HALAMAN –
╔══
Inilah Cerita Tionghoa dan Pangsit Mi Garuda di Kediri

Senin, 11 Februari 2019 - 05:00 WIB
Inilah Cerita Tionghoa...
Inilah Cerita Tionghoa dan Pangsit Mi Garuda di Kediri
A A A
Saat peristiwa kelam terjadi di Jakarta yakni G30S/PKI meletus, Liliana masih duduk di bangku kelas 6 sekolah dasar (SD).

Liliana atau Lim Sho Lien bersekolah di sekolah milik organisasi Chung Hua Tsung Hui (CHTH).
CHTIH adalah perkumpulan umum orang Tionghoa Kediri. Sekolahan CHTH ditutup. Toko toko juga tutup. Peristiwa 65 membuat situasi mencekam. Tidak hanya satu dua hari. Bahkan berbulan-bulan.

Liliana drop out. Tidak bisa melanjutkan sekolah. Sekolah khusus Tionghoa (CHTH) yang beberapa tahun kemudian menjadi kawasan Hotel Grand Surya Kota Kediri hingga sekarang, tidak pernah buka lagi.

Begitu juga dengan Gie Swie, papanya, memutuskan berhenti berjualan pangsit mi berkeliling. Gie memilih menjajakan dagangannya dari rumah yang berada di daerah Kelurahan Pakelan, Kota Kediri. “Karena tidak lagi sekolah, tugas saya membantu orang tua membuat pangsit mi,“ tutur Liliana yang saat itu berharap masih bisa melanjutkan sekolah.

Rumah lawas di Jalan Wahidin No 23 itu merupakan rumah warisan. Ditempati secara turun temurun. Mendiang engkong (kakek) Liliana, yakni seorang Hoakiau (China totok) yang menurut penuturan Liliana datang langsung dari Negeri Tiongkok, sebagai penghuni awal.
╚══
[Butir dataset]
╔══
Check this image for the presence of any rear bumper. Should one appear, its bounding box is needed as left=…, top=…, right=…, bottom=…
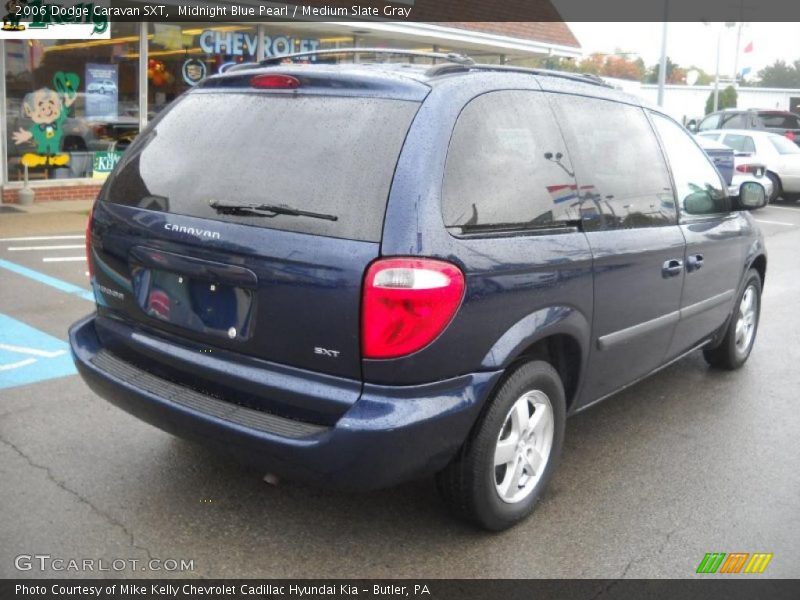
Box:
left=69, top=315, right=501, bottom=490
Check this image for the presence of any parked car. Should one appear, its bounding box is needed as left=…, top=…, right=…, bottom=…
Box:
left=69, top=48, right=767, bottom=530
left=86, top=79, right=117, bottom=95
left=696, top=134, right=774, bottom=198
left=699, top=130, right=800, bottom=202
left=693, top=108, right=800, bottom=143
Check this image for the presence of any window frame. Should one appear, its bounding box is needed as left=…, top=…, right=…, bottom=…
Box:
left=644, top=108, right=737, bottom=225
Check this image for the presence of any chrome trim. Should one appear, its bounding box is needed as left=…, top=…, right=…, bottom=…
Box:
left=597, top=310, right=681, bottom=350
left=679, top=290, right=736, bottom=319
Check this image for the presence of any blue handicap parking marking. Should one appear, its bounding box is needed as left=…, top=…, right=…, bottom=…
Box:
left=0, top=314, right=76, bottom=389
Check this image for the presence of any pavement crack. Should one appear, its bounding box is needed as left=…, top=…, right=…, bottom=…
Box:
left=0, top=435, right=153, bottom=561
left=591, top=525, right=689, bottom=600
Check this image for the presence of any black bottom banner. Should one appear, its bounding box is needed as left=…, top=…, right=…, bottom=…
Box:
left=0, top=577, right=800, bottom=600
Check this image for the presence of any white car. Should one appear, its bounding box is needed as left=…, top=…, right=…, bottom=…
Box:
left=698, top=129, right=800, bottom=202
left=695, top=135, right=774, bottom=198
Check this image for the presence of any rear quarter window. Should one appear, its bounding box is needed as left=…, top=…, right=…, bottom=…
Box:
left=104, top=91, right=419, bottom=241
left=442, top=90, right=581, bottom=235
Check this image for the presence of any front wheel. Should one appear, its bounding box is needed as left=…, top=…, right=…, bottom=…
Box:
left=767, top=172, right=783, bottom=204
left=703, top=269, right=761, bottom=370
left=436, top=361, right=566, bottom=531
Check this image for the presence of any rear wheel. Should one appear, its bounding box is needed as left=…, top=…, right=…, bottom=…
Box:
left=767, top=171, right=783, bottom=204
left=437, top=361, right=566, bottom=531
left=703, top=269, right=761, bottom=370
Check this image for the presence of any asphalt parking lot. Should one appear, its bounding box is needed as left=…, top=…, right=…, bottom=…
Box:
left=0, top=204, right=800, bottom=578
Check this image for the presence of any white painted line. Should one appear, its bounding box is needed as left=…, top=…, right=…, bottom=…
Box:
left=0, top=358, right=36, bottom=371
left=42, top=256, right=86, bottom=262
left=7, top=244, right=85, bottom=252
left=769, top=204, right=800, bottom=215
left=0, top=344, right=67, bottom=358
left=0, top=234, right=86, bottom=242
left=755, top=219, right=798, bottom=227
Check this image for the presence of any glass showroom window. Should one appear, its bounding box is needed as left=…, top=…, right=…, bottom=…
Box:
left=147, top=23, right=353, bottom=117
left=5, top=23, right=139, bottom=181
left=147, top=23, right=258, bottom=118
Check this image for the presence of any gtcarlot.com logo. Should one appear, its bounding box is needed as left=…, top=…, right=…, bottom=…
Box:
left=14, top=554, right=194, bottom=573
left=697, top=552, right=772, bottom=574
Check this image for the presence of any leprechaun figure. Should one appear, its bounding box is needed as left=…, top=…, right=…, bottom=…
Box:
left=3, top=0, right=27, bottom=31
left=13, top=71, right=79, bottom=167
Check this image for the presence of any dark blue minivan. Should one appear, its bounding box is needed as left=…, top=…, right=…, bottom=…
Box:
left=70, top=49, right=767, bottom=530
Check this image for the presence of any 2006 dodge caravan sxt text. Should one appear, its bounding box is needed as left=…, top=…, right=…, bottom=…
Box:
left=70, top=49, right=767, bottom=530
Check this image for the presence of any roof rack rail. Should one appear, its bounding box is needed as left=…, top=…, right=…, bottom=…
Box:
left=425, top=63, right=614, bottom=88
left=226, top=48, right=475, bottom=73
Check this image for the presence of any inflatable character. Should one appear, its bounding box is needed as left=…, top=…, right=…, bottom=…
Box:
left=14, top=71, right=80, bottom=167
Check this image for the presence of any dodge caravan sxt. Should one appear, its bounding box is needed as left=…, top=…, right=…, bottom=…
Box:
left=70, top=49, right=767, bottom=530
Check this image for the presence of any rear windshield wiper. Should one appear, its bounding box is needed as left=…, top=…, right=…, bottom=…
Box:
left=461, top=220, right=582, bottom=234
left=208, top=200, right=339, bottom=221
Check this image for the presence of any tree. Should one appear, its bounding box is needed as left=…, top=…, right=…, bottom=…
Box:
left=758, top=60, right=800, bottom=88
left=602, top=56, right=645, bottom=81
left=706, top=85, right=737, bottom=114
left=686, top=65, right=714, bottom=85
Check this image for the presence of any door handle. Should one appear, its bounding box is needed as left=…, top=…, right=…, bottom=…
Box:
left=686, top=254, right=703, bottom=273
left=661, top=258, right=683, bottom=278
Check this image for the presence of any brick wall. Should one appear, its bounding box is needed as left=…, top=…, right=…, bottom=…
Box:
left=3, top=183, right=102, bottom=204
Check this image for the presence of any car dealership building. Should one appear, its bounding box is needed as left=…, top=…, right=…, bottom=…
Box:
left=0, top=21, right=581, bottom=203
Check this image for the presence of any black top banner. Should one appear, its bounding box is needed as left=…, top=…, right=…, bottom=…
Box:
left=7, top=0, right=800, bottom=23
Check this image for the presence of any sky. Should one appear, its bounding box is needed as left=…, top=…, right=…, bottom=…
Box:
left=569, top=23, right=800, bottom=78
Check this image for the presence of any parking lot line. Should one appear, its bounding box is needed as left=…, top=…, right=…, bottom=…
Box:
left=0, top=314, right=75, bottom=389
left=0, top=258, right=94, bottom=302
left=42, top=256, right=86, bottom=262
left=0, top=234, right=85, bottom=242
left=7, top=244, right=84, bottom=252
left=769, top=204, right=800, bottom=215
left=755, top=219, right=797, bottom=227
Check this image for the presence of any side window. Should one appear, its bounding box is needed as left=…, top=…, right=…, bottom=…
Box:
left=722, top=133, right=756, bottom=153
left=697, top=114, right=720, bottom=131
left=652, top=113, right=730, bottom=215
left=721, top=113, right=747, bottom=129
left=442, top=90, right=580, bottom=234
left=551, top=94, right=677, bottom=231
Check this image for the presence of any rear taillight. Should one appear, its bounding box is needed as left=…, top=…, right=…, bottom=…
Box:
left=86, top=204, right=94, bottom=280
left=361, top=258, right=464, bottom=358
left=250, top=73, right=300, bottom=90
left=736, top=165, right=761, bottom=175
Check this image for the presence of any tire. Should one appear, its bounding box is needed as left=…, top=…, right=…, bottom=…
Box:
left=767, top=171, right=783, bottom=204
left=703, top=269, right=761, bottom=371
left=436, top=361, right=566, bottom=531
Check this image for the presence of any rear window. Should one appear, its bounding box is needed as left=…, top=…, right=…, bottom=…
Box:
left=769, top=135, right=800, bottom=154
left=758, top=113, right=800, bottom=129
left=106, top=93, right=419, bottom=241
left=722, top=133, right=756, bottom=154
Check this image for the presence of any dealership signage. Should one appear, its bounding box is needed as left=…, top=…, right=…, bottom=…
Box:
╚══
TUJUAN –
A) Sebutkan semua nama kota, kelurahan, jalan, dan negeri yang muncul dalam artikel tentang pangsit mi Garuda.
B) Tuliskan ulang secara persis seluruh bagian artikel tentang pangsit mi Garuda mulai dari "Senin, 11 Februari" sampai dengan "pernah buka lagi.".
Gunakan hanya artikel tersebut sebagai sumber.

TUGAS TERJAWAB –
A) Jakarta, Kediri, Pakelan, Jalan Wahidin, Tiongkok

B)
Senin, 11 Februari 2019 - 05:00 WIB
Inilah Cerita Tionghoa...
Inilah Cerita Tionghoa dan Pangsit Mi Garuda di Kediri
A A A
Saat peristiwa kelam terjadi di Jakarta yakni G30S/PKI meletus, Liliana masih duduk di bangku kelas 6 sekolah dasar (SD).

Liliana atau Lim Sho Lien bersekolah di sekolah milik organisasi Chung Hua Tsung Hui (CHTH).
CHTIH adalah perkumpulan umum orang Tionghoa Kediri. Sekolahan CHTH ditutup. Toko toko juga tutup. Peristiwa 65 membuat situasi mencekam. Tidak hanya satu dua hari. Bahkan berbulan-bulan.

Liliana drop out. Tidak bisa melanjutkan sekolah. Sekolah khusus Tionghoa (CHTH) yang beberapa tahun kemudian menjadi kawasan Hotel Grand Surya Kota Kediri hingga sekarang, tidak pernah buka lagi.